● WHAT YOU SHOULD DO
Everything from the line that holds "Expected output: for each instance of the white" through the end of the data below should be output exactly, both ends included.
* * * *
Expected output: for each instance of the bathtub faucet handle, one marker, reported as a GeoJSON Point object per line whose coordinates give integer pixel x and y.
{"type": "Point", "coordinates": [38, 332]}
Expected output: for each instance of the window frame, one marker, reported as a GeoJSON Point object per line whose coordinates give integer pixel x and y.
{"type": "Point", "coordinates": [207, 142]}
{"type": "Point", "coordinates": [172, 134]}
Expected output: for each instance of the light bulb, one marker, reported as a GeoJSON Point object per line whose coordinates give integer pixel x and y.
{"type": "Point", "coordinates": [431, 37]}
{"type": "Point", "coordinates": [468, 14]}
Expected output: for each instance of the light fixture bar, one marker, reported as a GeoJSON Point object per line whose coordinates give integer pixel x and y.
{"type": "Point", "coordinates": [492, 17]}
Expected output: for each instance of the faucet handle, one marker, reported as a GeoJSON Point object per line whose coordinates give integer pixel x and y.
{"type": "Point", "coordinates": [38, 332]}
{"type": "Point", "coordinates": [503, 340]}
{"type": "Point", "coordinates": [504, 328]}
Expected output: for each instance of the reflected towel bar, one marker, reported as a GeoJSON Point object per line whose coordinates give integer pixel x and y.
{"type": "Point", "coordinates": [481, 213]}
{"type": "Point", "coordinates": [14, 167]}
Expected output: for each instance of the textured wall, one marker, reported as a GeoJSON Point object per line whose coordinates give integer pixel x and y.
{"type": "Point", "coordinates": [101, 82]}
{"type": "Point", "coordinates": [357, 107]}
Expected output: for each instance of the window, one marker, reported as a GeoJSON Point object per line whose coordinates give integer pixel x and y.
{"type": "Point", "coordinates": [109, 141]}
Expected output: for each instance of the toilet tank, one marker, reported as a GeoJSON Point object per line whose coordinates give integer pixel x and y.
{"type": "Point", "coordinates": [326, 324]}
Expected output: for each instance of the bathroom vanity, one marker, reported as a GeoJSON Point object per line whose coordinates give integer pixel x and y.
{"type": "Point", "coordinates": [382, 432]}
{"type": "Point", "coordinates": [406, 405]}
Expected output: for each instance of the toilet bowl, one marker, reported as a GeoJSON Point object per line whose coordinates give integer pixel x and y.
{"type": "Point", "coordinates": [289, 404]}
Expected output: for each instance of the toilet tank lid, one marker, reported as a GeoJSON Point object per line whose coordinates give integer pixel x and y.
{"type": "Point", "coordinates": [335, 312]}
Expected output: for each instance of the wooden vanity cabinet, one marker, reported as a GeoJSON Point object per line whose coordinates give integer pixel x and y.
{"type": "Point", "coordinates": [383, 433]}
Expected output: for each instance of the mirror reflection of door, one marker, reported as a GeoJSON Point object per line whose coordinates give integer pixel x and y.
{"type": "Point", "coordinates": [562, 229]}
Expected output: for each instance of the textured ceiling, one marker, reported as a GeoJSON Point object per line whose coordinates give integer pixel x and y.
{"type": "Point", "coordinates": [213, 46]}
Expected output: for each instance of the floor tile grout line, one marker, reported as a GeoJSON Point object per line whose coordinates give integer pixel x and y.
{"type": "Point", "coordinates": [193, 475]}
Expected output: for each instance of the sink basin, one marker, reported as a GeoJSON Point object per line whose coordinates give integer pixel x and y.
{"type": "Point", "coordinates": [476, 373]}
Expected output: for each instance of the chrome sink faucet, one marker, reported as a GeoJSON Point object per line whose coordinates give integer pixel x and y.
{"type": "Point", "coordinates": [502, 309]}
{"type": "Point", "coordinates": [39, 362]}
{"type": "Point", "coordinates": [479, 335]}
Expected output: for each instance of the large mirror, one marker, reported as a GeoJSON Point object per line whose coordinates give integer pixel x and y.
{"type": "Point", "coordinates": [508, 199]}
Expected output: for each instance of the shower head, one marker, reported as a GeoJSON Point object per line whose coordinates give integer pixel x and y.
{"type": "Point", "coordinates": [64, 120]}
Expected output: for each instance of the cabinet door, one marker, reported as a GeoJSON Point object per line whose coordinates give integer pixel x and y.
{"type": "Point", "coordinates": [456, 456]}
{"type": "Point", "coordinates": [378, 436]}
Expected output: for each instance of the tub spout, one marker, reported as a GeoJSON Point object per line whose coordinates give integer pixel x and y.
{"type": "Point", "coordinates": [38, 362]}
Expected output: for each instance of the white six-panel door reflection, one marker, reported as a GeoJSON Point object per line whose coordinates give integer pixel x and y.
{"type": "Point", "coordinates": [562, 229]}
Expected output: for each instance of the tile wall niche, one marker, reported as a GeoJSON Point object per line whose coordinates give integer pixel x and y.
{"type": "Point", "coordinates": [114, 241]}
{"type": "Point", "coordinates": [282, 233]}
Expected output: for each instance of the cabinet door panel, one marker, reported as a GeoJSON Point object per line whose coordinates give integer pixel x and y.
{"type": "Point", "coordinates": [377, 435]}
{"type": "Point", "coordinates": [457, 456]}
* * * *
● SOLVED PROBLEM
Expected output: for each instance of the white six-panel door reflection, one marker, reported as a GeoJSON Point object per line whose coordinates give integer pixel x and y.
{"type": "Point", "coordinates": [562, 229]}
Expected output: for each instance of the tile wall niche, one marker, reported as a GeoJSON Point object per line whose coordinates give integer pixel x and y.
{"type": "Point", "coordinates": [114, 241]}
{"type": "Point", "coordinates": [282, 233]}
Expected output: for each instance of the cabinet door panel, one marker, reported as a GeoJSON Point object per line whose coordinates give integer pixel x and y.
{"type": "Point", "coordinates": [377, 435]}
{"type": "Point", "coordinates": [457, 456]}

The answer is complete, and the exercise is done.